◆ WORK INSTRUCTIONS: Your task is to filter the entries and copy every line containing the string "bedding".
┌────────
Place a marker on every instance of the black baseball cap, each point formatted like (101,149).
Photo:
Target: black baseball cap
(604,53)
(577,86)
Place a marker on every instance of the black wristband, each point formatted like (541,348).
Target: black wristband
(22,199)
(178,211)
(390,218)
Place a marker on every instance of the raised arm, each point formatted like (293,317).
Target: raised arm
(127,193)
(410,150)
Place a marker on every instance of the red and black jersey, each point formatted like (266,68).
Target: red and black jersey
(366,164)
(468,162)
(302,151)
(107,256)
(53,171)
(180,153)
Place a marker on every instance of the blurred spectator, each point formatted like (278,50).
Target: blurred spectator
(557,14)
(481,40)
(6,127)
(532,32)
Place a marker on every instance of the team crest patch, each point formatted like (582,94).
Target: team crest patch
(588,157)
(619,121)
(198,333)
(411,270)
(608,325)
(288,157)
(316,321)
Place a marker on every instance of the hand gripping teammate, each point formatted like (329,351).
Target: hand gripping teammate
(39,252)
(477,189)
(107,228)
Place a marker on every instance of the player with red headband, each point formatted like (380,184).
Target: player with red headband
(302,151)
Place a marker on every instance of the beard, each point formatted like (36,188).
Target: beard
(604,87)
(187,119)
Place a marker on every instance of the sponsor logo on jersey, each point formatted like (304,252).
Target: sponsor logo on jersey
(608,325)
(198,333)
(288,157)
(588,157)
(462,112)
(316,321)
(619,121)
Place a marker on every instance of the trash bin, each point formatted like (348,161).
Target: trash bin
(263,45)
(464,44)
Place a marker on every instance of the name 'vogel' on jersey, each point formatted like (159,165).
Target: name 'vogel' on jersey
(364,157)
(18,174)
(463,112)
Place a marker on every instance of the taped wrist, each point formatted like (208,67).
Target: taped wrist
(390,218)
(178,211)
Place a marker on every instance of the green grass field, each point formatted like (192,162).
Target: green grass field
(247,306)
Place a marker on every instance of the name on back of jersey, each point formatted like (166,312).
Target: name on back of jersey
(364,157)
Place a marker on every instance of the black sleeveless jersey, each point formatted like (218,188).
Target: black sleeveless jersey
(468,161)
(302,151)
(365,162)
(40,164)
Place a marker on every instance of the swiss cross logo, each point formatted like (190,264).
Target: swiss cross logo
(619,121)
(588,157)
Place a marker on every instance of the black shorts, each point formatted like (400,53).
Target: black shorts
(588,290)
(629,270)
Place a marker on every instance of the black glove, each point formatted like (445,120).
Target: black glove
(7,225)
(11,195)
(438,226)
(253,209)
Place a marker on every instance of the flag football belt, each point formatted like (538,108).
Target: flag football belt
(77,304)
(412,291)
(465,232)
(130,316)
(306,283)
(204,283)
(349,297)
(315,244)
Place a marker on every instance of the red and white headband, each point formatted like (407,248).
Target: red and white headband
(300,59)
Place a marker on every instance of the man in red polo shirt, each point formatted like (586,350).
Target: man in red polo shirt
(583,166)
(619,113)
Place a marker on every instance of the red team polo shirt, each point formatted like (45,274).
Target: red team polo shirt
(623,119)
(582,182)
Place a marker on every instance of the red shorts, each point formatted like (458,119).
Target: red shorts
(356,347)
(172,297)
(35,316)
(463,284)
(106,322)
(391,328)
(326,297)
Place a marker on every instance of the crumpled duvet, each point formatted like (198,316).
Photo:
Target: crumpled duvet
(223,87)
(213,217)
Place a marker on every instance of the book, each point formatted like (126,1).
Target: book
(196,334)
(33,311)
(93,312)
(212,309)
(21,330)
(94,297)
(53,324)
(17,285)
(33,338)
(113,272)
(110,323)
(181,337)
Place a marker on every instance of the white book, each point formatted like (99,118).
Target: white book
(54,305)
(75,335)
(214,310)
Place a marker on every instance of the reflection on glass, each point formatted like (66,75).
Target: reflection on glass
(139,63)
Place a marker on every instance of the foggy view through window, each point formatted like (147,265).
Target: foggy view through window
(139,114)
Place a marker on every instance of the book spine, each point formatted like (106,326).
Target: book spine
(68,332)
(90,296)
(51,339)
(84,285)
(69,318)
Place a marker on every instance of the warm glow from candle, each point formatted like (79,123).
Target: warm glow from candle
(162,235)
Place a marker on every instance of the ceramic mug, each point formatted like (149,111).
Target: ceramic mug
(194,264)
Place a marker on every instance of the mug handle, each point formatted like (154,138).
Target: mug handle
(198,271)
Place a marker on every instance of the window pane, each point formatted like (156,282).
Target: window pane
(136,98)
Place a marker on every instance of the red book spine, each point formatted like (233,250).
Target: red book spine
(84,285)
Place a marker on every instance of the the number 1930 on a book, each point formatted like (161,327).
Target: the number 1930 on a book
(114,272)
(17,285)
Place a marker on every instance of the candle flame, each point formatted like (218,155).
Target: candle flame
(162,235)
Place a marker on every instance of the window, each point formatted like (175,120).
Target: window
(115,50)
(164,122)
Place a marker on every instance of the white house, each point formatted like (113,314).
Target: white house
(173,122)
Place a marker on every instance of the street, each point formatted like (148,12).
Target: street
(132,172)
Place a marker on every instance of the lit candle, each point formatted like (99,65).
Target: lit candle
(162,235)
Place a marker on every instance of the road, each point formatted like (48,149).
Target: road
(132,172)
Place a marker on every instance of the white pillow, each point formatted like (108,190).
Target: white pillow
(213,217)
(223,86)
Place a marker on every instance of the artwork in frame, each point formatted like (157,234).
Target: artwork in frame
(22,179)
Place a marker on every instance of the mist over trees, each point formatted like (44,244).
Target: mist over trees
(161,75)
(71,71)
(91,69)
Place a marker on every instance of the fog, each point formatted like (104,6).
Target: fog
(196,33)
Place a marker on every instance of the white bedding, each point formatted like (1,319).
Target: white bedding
└────────
◆ PROBLEM SOLUTION:
Place a marker on every instance of the white bedding, each point formatted like (1,319).
Target: white bedding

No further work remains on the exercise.